Saved data entries
********************
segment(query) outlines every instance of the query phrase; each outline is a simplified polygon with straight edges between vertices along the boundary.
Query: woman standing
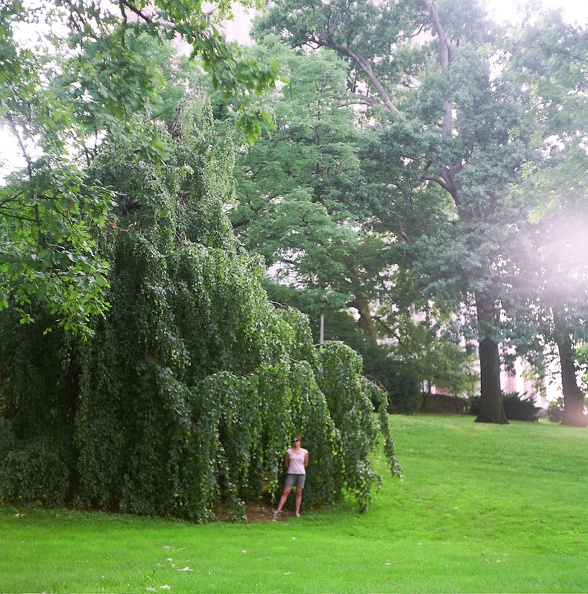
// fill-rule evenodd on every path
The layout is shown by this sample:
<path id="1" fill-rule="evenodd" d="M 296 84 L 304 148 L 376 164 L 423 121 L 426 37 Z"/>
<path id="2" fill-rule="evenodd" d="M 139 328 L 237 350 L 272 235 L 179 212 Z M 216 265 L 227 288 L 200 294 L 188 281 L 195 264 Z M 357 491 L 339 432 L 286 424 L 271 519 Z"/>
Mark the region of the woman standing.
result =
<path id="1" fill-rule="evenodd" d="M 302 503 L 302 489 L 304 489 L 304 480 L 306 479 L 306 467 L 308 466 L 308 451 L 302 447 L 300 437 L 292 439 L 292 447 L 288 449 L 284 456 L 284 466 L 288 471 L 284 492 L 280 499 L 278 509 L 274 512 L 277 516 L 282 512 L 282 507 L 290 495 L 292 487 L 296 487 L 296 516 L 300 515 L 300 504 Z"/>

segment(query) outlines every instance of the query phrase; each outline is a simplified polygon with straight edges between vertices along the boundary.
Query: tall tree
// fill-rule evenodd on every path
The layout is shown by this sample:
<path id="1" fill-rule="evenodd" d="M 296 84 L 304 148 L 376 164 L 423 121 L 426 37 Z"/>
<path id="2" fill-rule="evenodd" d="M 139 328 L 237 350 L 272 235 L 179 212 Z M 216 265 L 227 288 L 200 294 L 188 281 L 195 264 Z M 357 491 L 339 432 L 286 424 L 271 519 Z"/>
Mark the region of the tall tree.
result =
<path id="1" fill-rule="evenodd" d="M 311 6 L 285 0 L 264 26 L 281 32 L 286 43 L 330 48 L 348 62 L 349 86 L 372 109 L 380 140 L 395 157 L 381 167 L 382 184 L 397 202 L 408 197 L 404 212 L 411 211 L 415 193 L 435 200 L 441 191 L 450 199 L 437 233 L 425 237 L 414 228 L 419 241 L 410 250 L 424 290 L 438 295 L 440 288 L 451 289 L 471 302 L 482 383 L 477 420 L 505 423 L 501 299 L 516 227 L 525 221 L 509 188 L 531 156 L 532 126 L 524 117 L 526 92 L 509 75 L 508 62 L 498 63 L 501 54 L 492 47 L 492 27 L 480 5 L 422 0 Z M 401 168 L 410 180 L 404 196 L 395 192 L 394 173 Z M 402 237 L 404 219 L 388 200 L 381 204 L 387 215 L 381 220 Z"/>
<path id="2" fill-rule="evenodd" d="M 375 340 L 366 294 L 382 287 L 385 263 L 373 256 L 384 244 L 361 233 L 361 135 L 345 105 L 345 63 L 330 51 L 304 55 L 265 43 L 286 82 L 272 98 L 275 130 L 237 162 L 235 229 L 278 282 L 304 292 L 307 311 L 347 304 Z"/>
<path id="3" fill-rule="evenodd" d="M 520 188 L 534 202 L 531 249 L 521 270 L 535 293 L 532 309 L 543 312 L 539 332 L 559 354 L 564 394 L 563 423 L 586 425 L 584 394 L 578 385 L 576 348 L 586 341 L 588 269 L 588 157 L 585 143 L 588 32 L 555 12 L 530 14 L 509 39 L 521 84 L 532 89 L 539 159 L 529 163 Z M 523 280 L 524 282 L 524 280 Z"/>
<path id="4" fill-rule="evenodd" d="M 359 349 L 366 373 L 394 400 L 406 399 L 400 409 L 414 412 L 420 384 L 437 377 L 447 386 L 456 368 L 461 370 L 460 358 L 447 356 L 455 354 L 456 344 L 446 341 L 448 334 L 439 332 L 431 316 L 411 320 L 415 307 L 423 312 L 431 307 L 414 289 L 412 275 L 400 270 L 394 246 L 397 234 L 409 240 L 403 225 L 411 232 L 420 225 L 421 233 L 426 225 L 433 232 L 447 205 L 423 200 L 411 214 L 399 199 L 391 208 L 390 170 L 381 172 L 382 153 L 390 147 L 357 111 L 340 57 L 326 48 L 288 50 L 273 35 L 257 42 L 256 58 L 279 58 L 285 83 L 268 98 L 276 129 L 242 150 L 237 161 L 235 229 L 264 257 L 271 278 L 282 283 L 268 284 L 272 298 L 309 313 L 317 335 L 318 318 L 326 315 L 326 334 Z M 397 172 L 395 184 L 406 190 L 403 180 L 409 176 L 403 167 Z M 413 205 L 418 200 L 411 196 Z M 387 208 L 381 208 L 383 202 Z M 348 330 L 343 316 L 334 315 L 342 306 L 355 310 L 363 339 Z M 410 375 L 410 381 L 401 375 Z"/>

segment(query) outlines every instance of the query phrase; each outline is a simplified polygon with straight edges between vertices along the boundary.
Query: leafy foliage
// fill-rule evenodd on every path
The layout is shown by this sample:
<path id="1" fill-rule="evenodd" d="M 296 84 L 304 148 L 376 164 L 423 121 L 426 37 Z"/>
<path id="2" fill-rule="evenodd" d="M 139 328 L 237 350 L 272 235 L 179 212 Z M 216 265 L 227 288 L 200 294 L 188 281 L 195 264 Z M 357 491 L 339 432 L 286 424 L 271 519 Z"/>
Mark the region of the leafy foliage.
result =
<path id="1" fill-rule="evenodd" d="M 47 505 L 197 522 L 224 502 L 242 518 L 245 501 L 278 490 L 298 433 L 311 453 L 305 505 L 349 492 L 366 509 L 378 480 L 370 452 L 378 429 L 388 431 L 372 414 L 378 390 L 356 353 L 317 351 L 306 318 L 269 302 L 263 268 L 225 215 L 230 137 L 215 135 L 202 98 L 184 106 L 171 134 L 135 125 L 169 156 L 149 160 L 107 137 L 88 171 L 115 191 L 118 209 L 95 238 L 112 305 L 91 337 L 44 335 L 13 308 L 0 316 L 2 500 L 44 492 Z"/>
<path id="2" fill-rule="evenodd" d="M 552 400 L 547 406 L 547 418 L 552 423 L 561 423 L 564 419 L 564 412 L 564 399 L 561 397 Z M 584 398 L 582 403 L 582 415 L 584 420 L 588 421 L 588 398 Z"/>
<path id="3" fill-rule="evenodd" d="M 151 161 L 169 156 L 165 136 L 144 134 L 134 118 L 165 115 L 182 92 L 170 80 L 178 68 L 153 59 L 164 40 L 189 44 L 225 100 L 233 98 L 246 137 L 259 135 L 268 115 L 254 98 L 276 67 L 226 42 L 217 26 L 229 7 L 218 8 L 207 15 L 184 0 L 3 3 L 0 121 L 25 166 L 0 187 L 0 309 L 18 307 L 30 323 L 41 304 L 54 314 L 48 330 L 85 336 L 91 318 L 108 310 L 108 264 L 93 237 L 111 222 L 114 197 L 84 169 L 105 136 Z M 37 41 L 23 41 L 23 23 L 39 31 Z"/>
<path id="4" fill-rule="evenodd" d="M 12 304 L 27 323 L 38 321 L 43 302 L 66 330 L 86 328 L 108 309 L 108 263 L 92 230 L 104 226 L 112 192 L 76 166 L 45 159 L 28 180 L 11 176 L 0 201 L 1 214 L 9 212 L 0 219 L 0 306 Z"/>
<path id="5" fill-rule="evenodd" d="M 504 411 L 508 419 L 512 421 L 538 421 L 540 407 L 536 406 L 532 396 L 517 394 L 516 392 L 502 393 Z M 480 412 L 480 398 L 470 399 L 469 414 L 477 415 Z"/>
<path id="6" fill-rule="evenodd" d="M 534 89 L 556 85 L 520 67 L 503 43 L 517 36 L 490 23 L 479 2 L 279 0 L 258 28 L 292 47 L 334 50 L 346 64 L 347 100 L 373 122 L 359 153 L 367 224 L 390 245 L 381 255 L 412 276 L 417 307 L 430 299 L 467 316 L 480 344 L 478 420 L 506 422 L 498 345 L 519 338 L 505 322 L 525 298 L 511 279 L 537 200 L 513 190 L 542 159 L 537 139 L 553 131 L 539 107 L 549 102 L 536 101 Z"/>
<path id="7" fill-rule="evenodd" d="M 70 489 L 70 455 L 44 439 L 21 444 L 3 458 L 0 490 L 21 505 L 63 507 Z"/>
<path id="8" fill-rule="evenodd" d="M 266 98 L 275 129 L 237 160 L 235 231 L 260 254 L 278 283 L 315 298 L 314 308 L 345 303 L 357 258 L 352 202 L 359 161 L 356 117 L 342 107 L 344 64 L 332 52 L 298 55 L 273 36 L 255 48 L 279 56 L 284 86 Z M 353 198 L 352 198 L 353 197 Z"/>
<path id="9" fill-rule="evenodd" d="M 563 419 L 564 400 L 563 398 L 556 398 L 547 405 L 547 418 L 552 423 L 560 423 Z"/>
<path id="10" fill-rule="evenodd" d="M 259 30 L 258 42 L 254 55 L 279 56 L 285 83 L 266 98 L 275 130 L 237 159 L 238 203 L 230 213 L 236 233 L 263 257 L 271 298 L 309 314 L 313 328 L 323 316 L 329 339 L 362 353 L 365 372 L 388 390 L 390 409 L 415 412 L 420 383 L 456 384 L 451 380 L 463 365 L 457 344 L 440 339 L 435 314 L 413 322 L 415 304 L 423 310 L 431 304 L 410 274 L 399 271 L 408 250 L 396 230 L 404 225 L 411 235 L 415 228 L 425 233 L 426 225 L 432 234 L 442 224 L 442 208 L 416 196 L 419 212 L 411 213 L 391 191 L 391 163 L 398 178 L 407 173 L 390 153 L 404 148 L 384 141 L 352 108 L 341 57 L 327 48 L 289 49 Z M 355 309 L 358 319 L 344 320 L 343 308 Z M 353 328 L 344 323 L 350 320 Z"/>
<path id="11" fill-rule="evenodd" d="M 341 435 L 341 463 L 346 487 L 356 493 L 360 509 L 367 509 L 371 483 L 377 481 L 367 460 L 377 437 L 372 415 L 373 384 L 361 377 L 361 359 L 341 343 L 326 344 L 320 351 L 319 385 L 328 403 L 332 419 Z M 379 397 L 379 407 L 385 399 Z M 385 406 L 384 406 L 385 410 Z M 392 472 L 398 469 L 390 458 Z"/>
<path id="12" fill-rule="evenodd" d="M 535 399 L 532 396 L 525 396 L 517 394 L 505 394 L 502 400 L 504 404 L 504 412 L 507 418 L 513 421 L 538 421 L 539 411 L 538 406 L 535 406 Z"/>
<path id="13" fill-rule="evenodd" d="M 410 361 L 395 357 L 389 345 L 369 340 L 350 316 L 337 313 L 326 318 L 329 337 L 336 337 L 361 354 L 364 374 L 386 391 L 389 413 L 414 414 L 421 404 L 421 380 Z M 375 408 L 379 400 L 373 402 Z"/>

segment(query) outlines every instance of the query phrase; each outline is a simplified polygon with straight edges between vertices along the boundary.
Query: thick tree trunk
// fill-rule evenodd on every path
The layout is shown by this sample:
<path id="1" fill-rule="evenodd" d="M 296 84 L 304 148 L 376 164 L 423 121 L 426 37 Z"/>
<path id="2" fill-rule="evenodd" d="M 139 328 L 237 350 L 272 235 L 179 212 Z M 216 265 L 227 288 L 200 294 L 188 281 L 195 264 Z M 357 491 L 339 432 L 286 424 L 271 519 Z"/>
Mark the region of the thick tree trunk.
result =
********************
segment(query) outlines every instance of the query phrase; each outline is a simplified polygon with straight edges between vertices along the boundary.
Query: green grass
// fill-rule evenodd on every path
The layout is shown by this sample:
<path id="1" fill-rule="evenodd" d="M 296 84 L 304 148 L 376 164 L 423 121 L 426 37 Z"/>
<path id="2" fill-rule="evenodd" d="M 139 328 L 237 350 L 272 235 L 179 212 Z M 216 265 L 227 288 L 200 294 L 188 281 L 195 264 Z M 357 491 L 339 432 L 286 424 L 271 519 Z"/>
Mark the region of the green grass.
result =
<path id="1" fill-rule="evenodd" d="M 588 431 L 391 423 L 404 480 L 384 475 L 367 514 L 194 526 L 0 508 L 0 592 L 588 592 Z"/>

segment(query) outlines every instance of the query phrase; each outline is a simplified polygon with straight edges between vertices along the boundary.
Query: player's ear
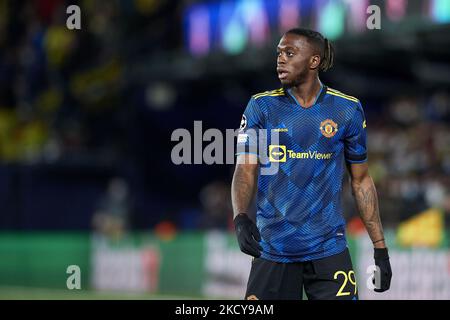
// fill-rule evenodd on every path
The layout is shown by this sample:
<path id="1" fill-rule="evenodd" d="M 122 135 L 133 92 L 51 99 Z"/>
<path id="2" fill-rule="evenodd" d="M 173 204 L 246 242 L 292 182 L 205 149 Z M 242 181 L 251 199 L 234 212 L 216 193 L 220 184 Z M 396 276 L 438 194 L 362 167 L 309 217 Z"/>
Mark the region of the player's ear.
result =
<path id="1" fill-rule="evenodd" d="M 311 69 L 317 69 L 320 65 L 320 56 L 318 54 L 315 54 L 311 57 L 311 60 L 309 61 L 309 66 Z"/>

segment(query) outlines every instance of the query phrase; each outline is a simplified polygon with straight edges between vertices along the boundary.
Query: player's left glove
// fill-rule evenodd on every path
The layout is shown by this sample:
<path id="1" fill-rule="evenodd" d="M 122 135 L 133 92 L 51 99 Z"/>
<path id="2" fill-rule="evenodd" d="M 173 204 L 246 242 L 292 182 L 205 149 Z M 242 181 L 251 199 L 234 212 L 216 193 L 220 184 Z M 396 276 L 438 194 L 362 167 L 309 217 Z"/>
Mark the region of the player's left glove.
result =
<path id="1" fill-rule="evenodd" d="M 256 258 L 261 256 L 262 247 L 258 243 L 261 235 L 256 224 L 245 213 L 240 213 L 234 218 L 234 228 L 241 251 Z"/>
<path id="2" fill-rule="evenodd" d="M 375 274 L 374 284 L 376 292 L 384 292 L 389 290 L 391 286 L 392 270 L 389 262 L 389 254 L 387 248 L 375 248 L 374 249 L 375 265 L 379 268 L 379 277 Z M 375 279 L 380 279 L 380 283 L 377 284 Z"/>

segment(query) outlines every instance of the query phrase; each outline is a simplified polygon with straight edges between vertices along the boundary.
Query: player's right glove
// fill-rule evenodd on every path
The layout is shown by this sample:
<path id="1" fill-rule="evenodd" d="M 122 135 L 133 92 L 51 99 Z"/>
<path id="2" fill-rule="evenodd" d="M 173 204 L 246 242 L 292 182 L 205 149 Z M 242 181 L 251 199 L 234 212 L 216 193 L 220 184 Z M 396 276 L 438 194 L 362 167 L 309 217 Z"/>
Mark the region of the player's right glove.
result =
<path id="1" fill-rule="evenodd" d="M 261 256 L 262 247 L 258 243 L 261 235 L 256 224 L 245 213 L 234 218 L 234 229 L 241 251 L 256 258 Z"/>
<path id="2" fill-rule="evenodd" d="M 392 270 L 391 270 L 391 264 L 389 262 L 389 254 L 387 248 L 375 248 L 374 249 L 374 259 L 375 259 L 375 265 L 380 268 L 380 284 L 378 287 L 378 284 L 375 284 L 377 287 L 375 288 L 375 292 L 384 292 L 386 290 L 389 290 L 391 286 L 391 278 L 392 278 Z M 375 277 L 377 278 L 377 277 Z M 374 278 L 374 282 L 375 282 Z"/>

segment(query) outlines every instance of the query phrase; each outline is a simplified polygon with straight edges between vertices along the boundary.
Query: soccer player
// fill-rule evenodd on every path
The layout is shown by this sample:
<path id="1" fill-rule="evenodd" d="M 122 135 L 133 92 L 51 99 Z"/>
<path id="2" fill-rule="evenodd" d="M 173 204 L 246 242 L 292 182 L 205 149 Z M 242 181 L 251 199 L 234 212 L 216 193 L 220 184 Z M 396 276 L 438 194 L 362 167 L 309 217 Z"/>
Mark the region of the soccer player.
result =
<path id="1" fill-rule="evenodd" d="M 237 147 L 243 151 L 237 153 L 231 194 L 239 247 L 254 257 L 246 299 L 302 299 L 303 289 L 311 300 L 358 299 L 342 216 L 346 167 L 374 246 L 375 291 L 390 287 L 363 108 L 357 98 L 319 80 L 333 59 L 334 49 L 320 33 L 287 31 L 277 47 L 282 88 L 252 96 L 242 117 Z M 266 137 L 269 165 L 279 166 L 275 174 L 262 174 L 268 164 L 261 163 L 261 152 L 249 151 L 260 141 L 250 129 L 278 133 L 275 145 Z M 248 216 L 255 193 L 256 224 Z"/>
********************
Return each full line of the entries that contains the word "grass".

Query: green grass
Mark the region of the green grass.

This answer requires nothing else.